#### [The request]
Copy out the data below line for line, changing nothing.

#### [Data provided]
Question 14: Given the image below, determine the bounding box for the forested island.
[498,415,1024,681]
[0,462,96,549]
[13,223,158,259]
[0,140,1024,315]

#### [Output of the exercise]
Question 14: Given the image below, determine the bounding box for the forested island.
[498,415,1024,681]
[0,462,96,549]
[13,223,158,259]
[0,140,1024,315]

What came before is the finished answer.